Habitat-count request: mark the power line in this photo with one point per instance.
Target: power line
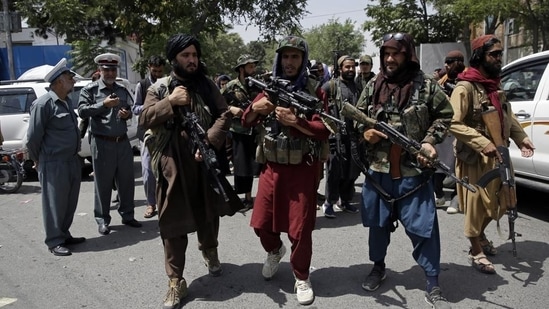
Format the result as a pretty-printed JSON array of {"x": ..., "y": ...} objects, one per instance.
[{"x": 332, "y": 14}]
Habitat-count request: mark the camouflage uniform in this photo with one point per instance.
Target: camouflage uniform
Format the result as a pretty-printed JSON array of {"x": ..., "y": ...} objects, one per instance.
[
  {"x": 243, "y": 141},
  {"x": 423, "y": 113},
  {"x": 286, "y": 197}
]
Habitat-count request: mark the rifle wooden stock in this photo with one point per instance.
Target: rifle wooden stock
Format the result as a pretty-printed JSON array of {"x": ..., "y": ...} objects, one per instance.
[
  {"x": 507, "y": 192},
  {"x": 411, "y": 146}
]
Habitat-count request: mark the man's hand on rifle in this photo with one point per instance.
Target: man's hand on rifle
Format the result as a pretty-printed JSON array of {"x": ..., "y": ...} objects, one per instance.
[
  {"x": 263, "y": 106},
  {"x": 236, "y": 111},
  {"x": 198, "y": 156},
  {"x": 179, "y": 96},
  {"x": 286, "y": 116},
  {"x": 527, "y": 148},
  {"x": 491, "y": 151},
  {"x": 373, "y": 136},
  {"x": 430, "y": 149}
]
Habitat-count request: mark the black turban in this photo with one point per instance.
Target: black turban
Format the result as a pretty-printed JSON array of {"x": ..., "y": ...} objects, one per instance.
[{"x": 178, "y": 42}]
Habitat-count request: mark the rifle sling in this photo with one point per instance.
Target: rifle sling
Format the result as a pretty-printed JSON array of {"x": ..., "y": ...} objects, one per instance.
[{"x": 386, "y": 196}]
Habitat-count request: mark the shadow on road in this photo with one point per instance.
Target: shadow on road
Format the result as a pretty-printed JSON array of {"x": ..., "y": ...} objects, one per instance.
[{"x": 120, "y": 236}]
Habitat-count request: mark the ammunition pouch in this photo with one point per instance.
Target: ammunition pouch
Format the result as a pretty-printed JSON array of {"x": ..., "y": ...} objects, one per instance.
[
  {"x": 415, "y": 120},
  {"x": 465, "y": 153}
]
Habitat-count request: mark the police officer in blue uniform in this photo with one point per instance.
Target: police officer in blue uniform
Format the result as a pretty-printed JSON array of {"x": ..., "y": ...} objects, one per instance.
[
  {"x": 108, "y": 105},
  {"x": 53, "y": 142}
]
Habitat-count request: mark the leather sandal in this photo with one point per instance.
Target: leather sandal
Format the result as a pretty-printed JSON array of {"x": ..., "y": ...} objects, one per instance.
[
  {"x": 149, "y": 212},
  {"x": 481, "y": 263},
  {"x": 487, "y": 246}
]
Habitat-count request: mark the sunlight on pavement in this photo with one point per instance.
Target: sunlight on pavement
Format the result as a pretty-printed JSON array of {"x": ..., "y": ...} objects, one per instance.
[{"x": 4, "y": 301}]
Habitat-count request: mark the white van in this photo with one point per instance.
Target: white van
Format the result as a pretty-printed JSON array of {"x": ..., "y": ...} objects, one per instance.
[
  {"x": 526, "y": 84},
  {"x": 16, "y": 98}
]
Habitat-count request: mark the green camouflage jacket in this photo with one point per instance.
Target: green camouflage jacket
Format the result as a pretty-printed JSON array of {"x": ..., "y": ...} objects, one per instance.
[
  {"x": 425, "y": 118},
  {"x": 237, "y": 94}
]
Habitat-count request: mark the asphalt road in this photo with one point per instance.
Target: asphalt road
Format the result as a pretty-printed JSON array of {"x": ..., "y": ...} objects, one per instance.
[{"x": 126, "y": 268}]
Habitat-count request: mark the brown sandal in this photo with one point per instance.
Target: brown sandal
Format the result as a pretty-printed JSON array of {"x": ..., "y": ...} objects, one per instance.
[
  {"x": 149, "y": 212},
  {"x": 481, "y": 263},
  {"x": 487, "y": 246}
]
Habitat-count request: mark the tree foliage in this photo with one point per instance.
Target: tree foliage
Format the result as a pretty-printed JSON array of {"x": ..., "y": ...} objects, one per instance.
[
  {"x": 333, "y": 36},
  {"x": 152, "y": 21},
  {"x": 414, "y": 17}
]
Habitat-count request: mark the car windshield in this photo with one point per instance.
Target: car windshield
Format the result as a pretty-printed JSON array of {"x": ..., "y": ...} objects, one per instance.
[
  {"x": 16, "y": 100},
  {"x": 522, "y": 84}
]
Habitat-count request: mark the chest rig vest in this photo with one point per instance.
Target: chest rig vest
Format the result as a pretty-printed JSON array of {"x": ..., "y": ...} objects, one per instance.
[{"x": 279, "y": 146}]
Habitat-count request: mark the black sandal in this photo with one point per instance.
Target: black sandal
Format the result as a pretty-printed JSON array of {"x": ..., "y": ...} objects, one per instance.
[{"x": 483, "y": 267}]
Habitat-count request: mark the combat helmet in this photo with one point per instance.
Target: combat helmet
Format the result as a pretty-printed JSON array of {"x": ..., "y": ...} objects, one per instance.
[
  {"x": 293, "y": 42},
  {"x": 243, "y": 60}
]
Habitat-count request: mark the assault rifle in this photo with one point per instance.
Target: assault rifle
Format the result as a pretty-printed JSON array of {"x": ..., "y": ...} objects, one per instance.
[
  {"x": 507, "y": 193},
  {"x": 278, "y": 92},
  {"x": 232, "y": 97},
  {"x": 209, "y": 160},
  {"x": 410, "y": 145}
]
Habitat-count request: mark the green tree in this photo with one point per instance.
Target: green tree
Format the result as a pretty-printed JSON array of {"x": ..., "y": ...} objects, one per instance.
[
  {"x": 221, "y": 52},
  {"x": 323, "y": 40},
  {"x": 150, "y": 21}
]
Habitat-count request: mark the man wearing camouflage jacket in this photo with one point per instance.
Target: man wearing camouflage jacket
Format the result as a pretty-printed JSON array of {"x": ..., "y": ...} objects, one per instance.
[{"x": 404, "y": 97}]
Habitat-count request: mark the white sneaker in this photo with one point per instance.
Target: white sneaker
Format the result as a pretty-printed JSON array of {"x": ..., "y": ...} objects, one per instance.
[
  {"x": 304, "y": 292},
  {"x": 440, "y": 201},
  {"x": 454, "y": 207},
  {"x": 272, "y": 262}
]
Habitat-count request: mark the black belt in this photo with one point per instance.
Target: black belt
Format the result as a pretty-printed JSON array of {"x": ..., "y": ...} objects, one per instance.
[{"x": 115, "y": 139}]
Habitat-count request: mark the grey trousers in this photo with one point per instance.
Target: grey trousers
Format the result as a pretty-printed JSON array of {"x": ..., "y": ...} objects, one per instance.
[
  {"x": 60, "y": 182},
  {"x": 149, "y": 182},
  {"x": 112, "y": 162}
]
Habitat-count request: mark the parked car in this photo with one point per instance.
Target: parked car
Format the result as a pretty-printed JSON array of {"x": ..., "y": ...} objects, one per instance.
[
  {"x": 526, "y": 84},
  {"x": 16, "y": 98}
]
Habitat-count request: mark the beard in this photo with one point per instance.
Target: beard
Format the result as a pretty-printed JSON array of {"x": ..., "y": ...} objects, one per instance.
[
  {"x": 396, "y": 72},
  {"x": 183, "y": 72},
  {"x": 492, "y": 69},
  {"x": 348, "y": 76}
]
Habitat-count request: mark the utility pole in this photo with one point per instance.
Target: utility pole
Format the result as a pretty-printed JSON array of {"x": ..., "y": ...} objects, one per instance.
[{"x": 7, "y": 28}]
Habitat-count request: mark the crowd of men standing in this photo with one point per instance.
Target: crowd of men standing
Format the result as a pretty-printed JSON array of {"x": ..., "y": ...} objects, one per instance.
[{"x": 289, "y": 148}]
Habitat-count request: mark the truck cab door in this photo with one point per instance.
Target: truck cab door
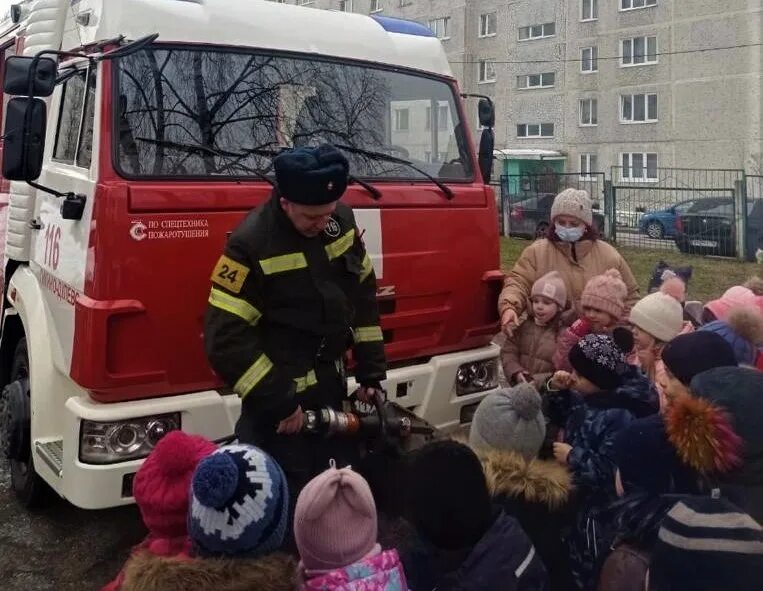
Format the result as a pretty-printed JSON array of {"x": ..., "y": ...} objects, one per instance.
[{"x": 59, "y": 246}]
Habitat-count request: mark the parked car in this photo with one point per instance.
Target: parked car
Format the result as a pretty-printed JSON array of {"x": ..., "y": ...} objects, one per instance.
[
  {"x": 661, "y": 223},
  {"x": 709, "y": 228},
  {"x": 529, "y": 218}
]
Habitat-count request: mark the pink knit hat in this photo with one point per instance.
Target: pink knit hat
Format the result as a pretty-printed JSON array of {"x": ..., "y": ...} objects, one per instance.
[
  {"x": 607, "y": 293},
  {"x": 551, "y": 285},
  {"x": 335, "y": 520},
  {"x": 733, "y": 298}
]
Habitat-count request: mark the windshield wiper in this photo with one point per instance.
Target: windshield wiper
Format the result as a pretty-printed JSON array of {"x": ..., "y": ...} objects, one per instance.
[
  {"x": 395, "y": 160},
  {"x": 273, "y": 152},
  {"x": 224, "y": 154}
]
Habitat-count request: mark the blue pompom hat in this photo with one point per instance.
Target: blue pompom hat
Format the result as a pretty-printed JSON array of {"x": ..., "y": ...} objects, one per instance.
[{"x": 239, "y": 503}]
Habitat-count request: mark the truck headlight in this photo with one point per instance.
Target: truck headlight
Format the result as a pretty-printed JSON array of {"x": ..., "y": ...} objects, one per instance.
[
  {"x": 119, "y": 441},
  {"x": 477, "y": 376}
]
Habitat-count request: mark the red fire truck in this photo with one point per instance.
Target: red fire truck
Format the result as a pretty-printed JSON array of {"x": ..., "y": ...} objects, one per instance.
[{"x": 130, "y": 163}]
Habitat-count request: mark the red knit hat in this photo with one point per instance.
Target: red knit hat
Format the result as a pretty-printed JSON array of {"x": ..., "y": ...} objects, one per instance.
[
  {"x": 335, "y": 523},
  {"x": 606, "y": 292},
  {"x": 163, "y": 482}
]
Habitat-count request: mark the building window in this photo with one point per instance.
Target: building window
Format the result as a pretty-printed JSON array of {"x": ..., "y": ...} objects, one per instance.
[
  {"x": 74, "y": 135},
  {"x": 639, "y": 166},
  {"x": 636, "y": 4},
  {"x": 589, "y": 59},
  {"x": 488, "y": 24},
  {"x": 401, "y": 119},
  {"x": 486, "y": 71},
  {"x": 638, "y": 108},
  {"x": 588, "y": 166},
  {"x": 443, "y": 116},
  {"x": 589, "y": 108},
  {"x": 638, "y": 51},
  {"x": 530, "y": 130},
  {"x": 537, "y": 31},
  {"x": 441, "y": 27},
  {"x": 536, "y": 81},
  {"x": 589, "y": 10}
]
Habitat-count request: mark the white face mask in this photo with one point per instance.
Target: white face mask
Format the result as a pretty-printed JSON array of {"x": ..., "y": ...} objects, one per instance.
[{"x": 569, "y": 234}]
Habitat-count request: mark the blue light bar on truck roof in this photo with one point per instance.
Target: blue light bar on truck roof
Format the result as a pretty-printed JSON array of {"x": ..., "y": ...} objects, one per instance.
[{"x": 405, "y": 27}]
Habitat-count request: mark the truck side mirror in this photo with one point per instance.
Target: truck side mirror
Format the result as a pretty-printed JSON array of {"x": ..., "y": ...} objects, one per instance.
[
  {"x": 19, "y": 73},
  {"x": 485, "y": 156},
  {"x": 486, "y": 113},
  {"x": 24, "y": 139}
]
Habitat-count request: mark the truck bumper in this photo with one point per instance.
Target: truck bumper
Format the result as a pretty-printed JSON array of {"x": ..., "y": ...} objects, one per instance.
[{"x": 428, "y": 389}]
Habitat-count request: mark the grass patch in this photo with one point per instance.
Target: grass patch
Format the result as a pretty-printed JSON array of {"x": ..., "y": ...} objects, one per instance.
[{"x": 712, "y": 276}]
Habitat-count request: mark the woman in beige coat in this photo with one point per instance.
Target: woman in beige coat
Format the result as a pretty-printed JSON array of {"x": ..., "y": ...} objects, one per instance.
[{"x": 573, "y": 249}]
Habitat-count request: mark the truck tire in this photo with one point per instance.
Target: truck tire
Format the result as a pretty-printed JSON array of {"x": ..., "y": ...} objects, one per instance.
[{"x": 31, "y": 490}]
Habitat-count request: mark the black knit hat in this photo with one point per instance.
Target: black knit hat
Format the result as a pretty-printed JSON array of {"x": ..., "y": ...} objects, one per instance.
[
  {"x": 312, "y": 176},
  {"x": 601, "y": 359},
  {"x": 648, "y": 461},
  {"x": 448, "y": 499},
  {"x": 690, "y": 354},
  {"x": 707, "y": 544}
]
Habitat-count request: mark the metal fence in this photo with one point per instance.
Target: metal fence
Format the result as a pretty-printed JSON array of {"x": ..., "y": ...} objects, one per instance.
[
  {"x": 754, "y": 218},
  {"x": 677, "y": 209},
  {"x": 526, "y": 199},
  {"x": 697, "y": 211}
]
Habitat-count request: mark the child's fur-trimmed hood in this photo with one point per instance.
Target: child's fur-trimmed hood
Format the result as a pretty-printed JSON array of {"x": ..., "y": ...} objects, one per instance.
[{"x": 148, "y": 572}]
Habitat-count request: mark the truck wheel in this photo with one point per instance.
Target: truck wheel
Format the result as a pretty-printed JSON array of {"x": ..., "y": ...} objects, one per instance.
[{"x": 28, "y": 486}]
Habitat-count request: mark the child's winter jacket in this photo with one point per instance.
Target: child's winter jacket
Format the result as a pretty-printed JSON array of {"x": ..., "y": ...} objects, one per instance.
[
  {"x": 148, "y": 572},
  {"x": 632, "y": 524},
  {"x": 383, "y": 572},
  {"x": 590, "y": 427},
  {"x": 538, "y": 494},
  {"x": 591, "y": 423},
  {"x": 567, "y": 339},
  {"x": 530, "y": 350},
  {"x": 503, "y": 560}
]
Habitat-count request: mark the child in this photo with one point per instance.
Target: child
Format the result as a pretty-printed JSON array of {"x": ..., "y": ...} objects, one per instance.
[
  {"x": 599, "y": 399},
  {"x": 734, "y": 297},
  {"x": 676, "y": 288},
  {"x": 688, "y": 355},
  {"x": 743, "y": 330},
  {"x": 527, "y": 355},
  {"x": 737, "y": 390},
  {"x": 466, "y": 544},
  {"x": 659, "y": 458},
  {"x": 657, "y": 319},
  {"x": 161, "y": 493},
  {"x": 603, "y": 306},
  {"x": 335, "y": 527},
  {"x": 663, "y": 272},
  {"x": 237, "y": 519},
  {"x": 507, "y": 433},
  {"x": 707, "y": 544}
]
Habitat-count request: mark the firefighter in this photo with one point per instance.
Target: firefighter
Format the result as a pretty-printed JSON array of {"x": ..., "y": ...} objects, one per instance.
[{"x": 293, "y": 291}]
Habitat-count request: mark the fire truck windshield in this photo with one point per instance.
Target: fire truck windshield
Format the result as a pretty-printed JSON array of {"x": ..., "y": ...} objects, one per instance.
[{"x": 234, "y": 105}]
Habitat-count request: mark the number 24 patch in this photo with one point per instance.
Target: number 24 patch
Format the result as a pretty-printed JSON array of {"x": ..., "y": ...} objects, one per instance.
[{"x": 230, "y": 274}]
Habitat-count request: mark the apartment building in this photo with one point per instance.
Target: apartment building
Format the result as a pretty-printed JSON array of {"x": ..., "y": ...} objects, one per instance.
[{"x": 586, "y": 85}]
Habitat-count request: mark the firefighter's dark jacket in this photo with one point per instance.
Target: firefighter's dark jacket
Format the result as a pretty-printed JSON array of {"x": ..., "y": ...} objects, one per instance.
[{"x": 281, "y": 303}]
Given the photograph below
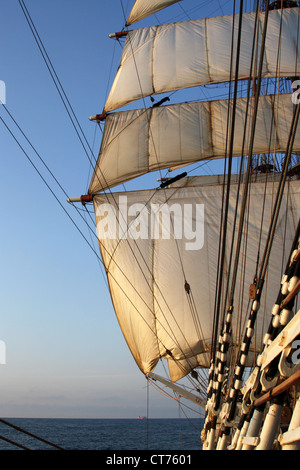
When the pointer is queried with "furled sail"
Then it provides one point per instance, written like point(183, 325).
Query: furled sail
point(160, 250)
point(139, 141)
point(169, 57)
point(143, 8)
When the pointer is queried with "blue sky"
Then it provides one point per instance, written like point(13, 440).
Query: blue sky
point(65, 354)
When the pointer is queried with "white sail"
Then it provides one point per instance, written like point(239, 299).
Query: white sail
point(143, 8)
point(139, 141)
point(197, 52)
point(158, 267)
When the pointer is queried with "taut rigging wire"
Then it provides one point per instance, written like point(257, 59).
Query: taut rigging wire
point(66, 103)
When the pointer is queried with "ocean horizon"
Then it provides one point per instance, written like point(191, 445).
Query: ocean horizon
point(101, 433)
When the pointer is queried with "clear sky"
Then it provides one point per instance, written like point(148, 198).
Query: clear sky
point(65, 354)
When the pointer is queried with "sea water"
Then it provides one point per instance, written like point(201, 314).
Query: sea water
point(104, 434)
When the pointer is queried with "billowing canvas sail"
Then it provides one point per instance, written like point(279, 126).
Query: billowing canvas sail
point(139, 141)
point(143, 8)
point(197, 52)
point(160, 251)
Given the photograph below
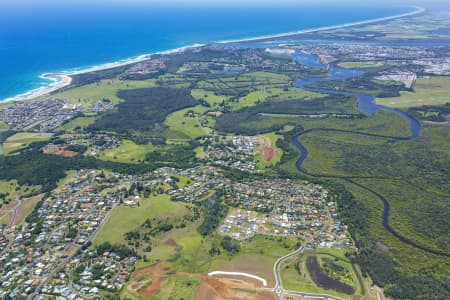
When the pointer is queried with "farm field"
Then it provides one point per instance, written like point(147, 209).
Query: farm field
point(268, 154)
point(185, 124)
point(124, 219)
point(127, 152)
point(86, 95)
point(22, 139)
point(78, 123)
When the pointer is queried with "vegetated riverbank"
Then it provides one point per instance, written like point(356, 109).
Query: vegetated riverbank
point(367, 105)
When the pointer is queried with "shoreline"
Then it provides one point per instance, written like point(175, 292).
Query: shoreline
point(64, 79)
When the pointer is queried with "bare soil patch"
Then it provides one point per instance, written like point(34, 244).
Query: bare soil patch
point(227, 287)
point(170, 243)
point(153, 273)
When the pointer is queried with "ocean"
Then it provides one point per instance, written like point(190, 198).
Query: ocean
point(39, 36)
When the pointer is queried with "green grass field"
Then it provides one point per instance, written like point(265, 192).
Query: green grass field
point(23, 139)
point(209, 96)
point(270, 140)
point(91, 93)
point(80, 122)
point(428, 91)
point(127, 152)
point(10, 190)
point(124, 219)
point(280, 94)
point(182, 126)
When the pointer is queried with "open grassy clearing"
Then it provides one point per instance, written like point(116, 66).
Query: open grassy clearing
point(246, 82)
point(200, 152)
point(86, 95)
point(10, 190)
point(26, 208)
point(211, 97)
point(23, 139)
point(78, 123)
point(427, 91)
point(184, 124)
point(127, 152)
point(268, 154)
point(278, 94)
point(124, 219)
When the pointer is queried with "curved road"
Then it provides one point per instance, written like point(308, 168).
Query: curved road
point(367, 105)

_Work required_: Find how many lines of the entries include the word "wooden". The number is the entire reply.

_Solution to this problem_: 2